# Task data start
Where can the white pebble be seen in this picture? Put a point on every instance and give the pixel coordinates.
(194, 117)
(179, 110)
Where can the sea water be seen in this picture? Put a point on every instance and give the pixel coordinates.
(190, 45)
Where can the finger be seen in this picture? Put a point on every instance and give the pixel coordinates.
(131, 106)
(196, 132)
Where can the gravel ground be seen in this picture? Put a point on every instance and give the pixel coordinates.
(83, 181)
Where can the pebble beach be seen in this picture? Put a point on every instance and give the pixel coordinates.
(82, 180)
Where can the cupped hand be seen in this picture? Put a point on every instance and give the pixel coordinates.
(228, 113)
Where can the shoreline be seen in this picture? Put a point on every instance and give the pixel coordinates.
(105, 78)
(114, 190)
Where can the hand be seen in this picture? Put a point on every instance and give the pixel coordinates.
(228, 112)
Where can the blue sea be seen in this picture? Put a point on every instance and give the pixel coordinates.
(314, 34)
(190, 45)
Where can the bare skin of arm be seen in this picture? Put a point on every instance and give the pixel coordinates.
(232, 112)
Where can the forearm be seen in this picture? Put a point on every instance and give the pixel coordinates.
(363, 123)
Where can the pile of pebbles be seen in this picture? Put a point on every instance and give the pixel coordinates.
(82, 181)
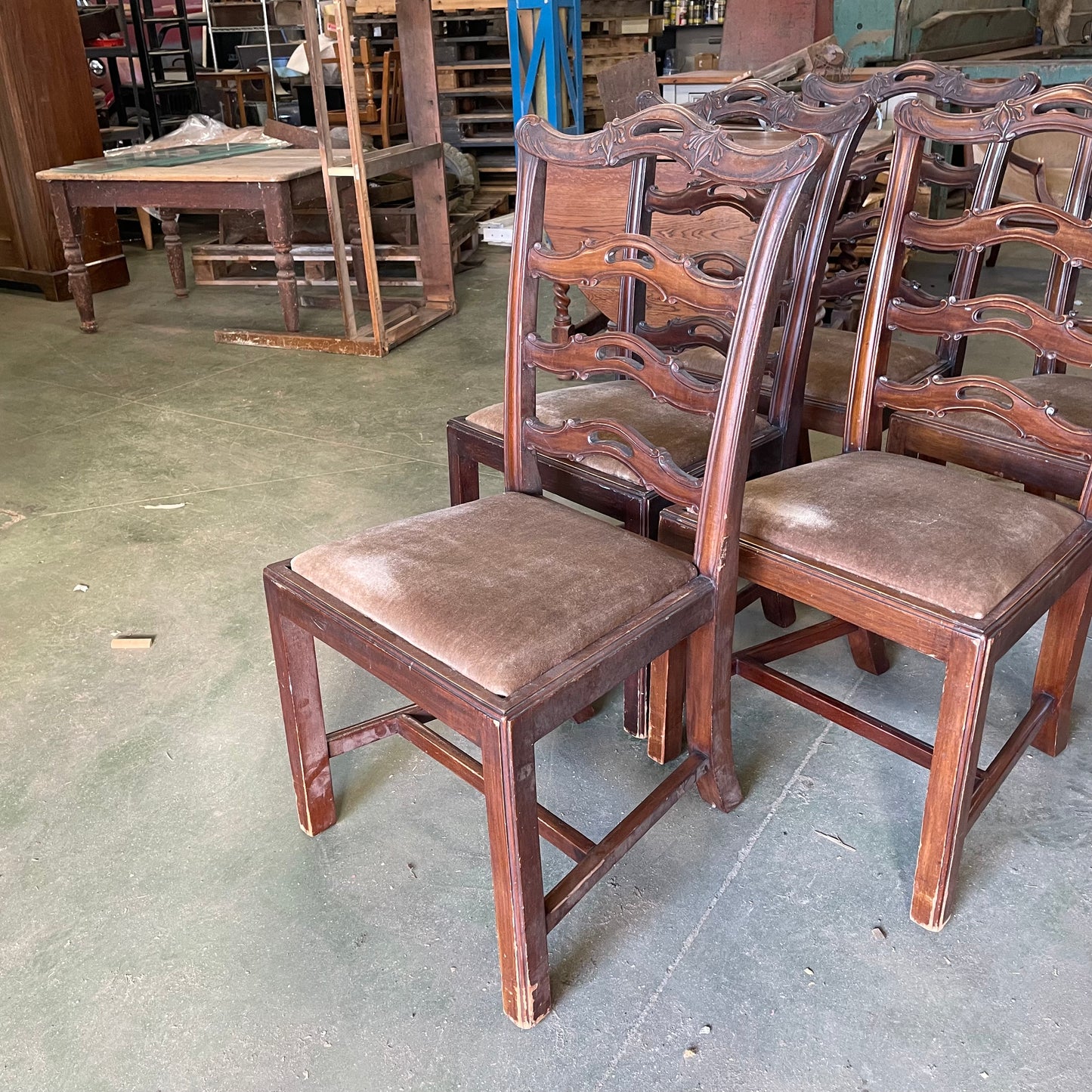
# Task data end
[Exercise]:
Please give the listing above as a Markdown table with the columns "No." and "Line," numbering each row and skipping any blank lines. Leave the images out of the answer.

[Answer to this exercise]:
| No. | Line |
|---|---|
| 1 | Where can the white pebble be seen in this picture? Put a point on every instance and give the pixel coordinates. |
| 2 | (194, 117) |
| 3 | (179, 110) |
| 4 | Where can the sea water be seen in this picture? Put a point on every instance and give the pixel coordinates. |
| 5 | (190, 45) |
| 6 | Where can the finger be seen in this picture? Put a point on every instance and give the pixel coordinates. |
| 7 | (131, 106) |
| 8 | (196, 132) |
| 9 | Where can the gravel ground be seen in this picture? Put a point on every instance and give the pixel coordinates. |
| 10 | (83, 181) |
| 11 | Where can the pebble beach be seen in this picture? Put a point on every instance and give the pixel coordinates. |
| 12 | (82, 180) |
| 13 | Where can the cupped hand be seen in this picture? Put a point on every instance and give the pixel coordinates. |
| 14 | (228, 113) |
| 15 | Where can the shoreline be seen in this picture? Put a point on every instance and give the pixel coordinates. |
| 16 | (105, 78) |
| 17 | (114, 190) |
| 18 | Where can the hand be seen in this picture? Put a point on every instance and give the pixel coordinates. |
| 19 | (228, 112) |
| 20 | Where can the blue sea be seen in this picture? Put a point on every instance and give the pixel coordinates. |
| 21 | (314, 34) |
| 22 | (190, 45) |
| 23 | Where can the bare skin of arm be seen in this picture? Put a point on every instance and give the pixel coordinates. |
| 24 | (232, 112) |
| 25 | Where can the forearm be seen in this picture? Put a point on every instance and give the pixel coordinates. |
| 26 | (363, 123) |
| 27 | Where can the pile of pebbles be seen in this picture? Put a point on every instance and give the pixel coordinates. |
| 28 | (82, 181) |